> EXERCISE AIM
From the line that includes "of the headlight" to the last line of the data, quote each line precisely; both boundary lines belong in the answer.

> DATA SECTION

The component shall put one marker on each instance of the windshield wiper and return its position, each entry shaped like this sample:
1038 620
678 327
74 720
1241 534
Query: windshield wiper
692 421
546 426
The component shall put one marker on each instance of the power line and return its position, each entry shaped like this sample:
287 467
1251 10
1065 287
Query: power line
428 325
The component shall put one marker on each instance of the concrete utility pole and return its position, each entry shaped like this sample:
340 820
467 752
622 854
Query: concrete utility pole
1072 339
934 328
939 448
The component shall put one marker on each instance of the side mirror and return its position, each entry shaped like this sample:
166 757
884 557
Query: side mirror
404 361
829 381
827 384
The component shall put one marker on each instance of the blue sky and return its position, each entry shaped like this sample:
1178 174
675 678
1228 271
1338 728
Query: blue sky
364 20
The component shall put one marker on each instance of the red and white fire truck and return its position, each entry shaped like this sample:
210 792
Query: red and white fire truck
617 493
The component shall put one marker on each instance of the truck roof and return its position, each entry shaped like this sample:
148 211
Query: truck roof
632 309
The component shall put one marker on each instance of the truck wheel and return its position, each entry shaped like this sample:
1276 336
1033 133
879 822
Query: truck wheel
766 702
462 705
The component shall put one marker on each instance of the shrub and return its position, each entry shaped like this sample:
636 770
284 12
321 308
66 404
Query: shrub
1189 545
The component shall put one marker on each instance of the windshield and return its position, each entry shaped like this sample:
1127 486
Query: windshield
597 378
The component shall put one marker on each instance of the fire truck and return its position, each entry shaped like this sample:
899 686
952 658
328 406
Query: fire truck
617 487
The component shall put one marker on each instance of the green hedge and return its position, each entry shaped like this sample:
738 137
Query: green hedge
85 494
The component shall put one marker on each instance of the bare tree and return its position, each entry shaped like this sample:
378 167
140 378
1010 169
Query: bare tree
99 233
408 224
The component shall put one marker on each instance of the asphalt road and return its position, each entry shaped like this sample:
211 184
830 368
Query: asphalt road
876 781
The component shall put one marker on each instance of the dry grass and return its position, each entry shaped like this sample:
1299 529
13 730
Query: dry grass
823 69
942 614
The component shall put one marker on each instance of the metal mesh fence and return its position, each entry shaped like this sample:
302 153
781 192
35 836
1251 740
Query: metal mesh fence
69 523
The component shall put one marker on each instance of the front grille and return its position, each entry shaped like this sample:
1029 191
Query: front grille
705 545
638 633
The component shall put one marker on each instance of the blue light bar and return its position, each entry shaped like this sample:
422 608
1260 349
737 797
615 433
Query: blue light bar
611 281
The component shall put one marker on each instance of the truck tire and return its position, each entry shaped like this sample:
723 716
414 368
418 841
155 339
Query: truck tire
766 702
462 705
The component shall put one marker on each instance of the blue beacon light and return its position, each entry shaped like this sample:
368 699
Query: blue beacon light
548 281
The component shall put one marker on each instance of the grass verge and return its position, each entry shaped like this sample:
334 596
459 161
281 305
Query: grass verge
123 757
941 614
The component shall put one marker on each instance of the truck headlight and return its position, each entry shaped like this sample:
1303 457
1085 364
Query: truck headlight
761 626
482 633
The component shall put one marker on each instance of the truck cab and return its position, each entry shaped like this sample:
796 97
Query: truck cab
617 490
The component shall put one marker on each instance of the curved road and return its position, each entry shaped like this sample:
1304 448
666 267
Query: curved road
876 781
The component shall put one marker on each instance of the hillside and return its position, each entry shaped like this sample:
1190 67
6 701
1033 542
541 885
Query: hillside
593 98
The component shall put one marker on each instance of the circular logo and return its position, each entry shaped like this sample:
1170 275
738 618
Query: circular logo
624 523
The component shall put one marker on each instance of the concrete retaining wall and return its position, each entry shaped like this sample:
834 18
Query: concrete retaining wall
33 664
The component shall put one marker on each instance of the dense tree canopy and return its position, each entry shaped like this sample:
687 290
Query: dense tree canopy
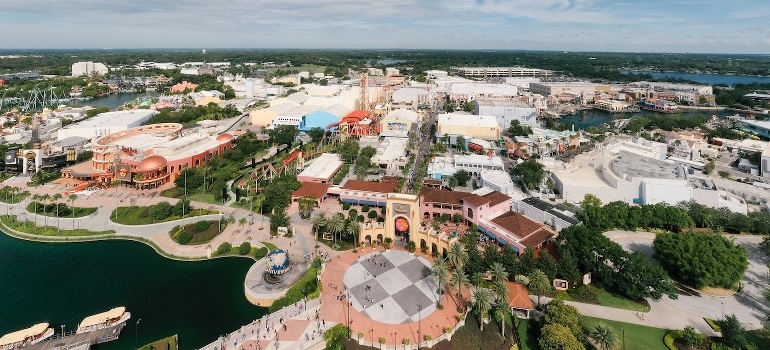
629 274
701 260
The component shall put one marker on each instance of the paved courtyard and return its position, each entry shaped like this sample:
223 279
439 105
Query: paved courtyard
391 287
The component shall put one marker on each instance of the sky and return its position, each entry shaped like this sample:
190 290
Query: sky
704 26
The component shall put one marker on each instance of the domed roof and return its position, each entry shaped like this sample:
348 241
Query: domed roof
152 162
224 137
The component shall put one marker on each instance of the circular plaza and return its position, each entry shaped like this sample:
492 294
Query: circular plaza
386 295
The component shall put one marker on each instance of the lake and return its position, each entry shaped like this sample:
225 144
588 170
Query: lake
62 283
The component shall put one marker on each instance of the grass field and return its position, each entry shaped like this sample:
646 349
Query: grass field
637 337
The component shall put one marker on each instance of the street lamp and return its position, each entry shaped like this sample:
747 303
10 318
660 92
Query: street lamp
419 325
623 330
136 333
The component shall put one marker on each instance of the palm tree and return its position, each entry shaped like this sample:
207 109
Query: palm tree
45 198
35 198
441 271
354 228
482 303
459 280
336 225
498 271
604 336
457 255
72 199
56 198
319 221
502 309
539 284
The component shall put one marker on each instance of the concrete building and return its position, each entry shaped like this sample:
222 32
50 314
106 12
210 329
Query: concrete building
411 98
630 178
391 155
321 169
576 88
88 68
106 123
558 216
148 156
399 123
483 127
507 111
499 72
444 167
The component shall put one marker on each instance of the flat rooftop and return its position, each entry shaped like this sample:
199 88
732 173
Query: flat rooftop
114 118
632 165
323 167
488 121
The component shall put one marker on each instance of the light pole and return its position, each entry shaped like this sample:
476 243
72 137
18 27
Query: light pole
419 325
623 330
136 332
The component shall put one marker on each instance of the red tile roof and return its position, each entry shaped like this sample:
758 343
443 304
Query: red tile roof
432 195
518 296
524 227
311 189
388 184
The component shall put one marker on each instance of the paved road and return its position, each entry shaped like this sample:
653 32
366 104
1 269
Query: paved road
748 305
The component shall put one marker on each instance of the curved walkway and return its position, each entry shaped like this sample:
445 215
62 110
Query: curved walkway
748 305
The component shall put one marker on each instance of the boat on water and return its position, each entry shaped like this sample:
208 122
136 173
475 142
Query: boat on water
103 320
26 337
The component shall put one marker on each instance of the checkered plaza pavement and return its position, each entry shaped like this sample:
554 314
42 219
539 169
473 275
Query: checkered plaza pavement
391 287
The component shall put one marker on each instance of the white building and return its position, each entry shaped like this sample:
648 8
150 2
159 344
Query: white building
497 180
507 111
106 123
88 68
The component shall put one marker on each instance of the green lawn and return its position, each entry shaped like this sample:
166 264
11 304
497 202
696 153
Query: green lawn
637 337
613 300
270 246
136 215
31 228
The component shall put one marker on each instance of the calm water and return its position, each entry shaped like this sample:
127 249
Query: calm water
64 283
112 101
710 79
592 117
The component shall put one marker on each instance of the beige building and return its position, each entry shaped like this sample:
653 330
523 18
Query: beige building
483 127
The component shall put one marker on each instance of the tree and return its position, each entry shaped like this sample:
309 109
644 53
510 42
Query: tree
733 334
336 225
604 336
498 272
681 254
441 272
482 303
691 337
539 284
457 256
459 280
558 337
530 173
462 177
557 312
306 205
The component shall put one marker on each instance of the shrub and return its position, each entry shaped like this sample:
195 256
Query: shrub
201 226
184 237
244 248
224 248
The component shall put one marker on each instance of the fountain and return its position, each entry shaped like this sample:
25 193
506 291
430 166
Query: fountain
278 263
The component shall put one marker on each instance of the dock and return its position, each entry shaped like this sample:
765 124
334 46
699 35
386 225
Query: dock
81 341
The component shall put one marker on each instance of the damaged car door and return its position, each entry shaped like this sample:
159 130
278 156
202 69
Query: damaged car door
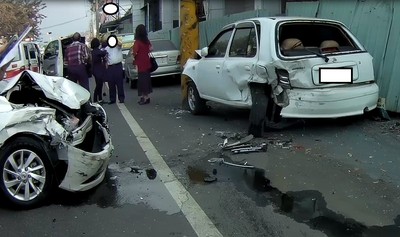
211 83
240 63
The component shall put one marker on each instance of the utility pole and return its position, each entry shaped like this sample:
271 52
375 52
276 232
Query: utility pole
189 33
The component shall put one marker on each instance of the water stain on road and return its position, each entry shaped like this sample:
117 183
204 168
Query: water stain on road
308 206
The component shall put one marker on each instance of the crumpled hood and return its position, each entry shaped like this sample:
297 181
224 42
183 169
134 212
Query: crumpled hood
59 89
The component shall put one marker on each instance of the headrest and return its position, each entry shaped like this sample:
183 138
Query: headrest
329 44
292 43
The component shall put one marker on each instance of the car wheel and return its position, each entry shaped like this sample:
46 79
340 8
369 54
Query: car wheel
258 110
26 172
133 84
196 104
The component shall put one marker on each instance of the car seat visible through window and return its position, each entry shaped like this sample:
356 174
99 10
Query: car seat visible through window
292 43
329 46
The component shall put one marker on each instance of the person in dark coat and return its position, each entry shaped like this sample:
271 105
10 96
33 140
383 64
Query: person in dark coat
141 50
115 73
99 62
77 56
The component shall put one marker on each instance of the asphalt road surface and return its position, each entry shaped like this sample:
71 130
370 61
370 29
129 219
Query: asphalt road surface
319 178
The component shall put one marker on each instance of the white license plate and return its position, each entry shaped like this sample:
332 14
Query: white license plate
162 61
336 75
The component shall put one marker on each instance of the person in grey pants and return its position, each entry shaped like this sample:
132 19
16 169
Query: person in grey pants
115 73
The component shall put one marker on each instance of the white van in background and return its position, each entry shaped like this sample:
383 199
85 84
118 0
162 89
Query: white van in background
28 58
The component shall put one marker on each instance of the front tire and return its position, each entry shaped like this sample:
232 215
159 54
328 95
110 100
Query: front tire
27 175
197 105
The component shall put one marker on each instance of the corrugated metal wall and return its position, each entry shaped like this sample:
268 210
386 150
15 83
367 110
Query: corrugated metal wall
376 24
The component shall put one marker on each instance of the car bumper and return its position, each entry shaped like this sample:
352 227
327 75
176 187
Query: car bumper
160 72
331 102
86 169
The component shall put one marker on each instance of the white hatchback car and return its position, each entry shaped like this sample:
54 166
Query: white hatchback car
286 67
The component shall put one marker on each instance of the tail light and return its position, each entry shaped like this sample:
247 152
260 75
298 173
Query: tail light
283 78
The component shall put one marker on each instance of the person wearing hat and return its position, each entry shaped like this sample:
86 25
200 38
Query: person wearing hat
77 57
115 73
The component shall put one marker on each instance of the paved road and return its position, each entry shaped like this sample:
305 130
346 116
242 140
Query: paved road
323 178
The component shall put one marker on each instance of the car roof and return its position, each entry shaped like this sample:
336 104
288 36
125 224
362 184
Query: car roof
276 19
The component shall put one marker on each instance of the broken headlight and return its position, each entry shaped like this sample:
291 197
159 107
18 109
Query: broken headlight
70 123
283 78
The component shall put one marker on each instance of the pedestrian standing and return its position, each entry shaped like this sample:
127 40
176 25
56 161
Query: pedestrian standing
77 57
115 73
98 69
141 50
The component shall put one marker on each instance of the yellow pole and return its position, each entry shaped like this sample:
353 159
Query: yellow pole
189 34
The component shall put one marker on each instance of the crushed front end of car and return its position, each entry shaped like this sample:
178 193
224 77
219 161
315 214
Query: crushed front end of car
59 113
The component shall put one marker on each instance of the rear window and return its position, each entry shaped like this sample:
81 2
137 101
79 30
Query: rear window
162 45
304 38
17 57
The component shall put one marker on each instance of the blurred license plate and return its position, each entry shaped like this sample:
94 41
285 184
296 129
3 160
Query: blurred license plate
161 61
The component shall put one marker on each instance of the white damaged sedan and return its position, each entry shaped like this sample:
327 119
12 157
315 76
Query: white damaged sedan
50 135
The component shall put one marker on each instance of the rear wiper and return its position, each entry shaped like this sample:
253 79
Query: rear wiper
318 54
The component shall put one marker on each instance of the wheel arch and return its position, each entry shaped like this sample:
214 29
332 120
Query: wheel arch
44 139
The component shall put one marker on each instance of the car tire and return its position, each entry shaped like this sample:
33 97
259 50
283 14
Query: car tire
196 104
133 84
34 172
258 110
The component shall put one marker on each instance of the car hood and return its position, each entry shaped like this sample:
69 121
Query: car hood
59 89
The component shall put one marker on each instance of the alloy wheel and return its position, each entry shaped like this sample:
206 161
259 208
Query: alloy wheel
24 175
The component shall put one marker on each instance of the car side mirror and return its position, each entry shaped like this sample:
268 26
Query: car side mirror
204 52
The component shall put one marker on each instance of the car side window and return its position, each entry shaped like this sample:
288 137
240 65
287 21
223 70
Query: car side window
51 49
244 43
217 48
32 52
26 52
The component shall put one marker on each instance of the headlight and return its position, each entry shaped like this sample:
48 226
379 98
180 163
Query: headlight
283 78
70 123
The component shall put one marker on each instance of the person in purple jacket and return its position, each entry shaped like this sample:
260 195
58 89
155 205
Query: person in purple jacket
99 62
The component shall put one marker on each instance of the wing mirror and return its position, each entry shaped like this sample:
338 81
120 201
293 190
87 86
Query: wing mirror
204 52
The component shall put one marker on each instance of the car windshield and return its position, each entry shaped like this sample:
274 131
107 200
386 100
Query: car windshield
162 45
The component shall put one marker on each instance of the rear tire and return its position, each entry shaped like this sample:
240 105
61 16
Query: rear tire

> CORRECT ANSWER
The component shall put one marker on each instance of the headlight and return its position, each entry shaped like this sample:
48 226
379 98
180 163
Query: headlight
283 78
70 123
The component shall put one marker on each instance of the person in purple jacket and return its position, each entry shaped like this sample:
260 195
58 89
155 205
Query: person in purple jacket
99 62
The component shall put one marker on each instance of the wing mirror and return its position, each entry shaped like this sample:
338 81
120 201
293 190
87 86
Query: wing mirror
204 52
The component shall put one marker on each instance of the car windshield and return its position, each entry shaped like this sample:
274 131
107 200
386 100
Query: car windshield
162 45
The component shall put one marker on each instance of the rear tire and return its position, each entry shaped like this sample:
240 105
61 16
Query: rear tire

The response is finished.